Quote all entries exactly, leaving pictures aside.

____ The input

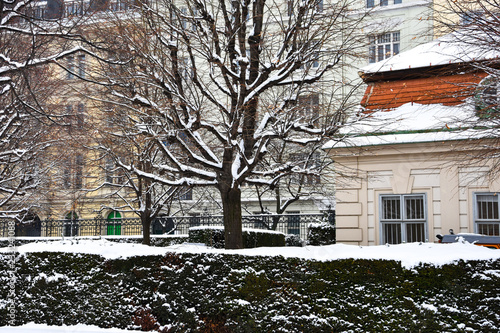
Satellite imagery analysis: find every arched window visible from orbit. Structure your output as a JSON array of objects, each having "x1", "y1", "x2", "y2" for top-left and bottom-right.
[
  {"x1": 107, "y1": 211, "x2": 122, "y2": 235},
  {"x1": 64, "y1": 211, "x2": 79, "y2": 237}
]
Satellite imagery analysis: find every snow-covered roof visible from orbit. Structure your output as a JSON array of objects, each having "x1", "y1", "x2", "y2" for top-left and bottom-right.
[
  {"x1": 324, "y1": 101, "x2": 498, "y2": 148},
  {"x1": 361, "y1": 32, "x2": 500, "y2": 74}
]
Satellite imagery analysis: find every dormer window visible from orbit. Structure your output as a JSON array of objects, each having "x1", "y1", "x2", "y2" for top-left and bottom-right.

________

### Your response
Satellite imagery analysis: find every arched window visible from orbit. Structure your output as a JSON array of objects, each having "x1", "y1", "x2", "y2" for top-left and bottom-right.
[
  {"x1": 107, "y1": 211, "x2": 122, "y2": 235},
  {"x1": 64, "y1": 211, "x2": 79, "y2": 237}
]
Satellite imagery analysis: find every snow-covered roof visible from orbit. Structure your output as a JSON array of objects, each having "x1", "y1", "x2", "y2" for top-left and bottom-right.
[
  {"x1": 324, "y1": 101, "x2": 498, "y2": 148},
  {"x1": 361, "y1": 32, "x2": 500, "y2": 74}
]
Satellite imagery analysis: find every dormer window visible from orbit. Structure your output as a JSON array of objects, each having "x1", "y1", "x2", "y2" for top-left and bottom-right.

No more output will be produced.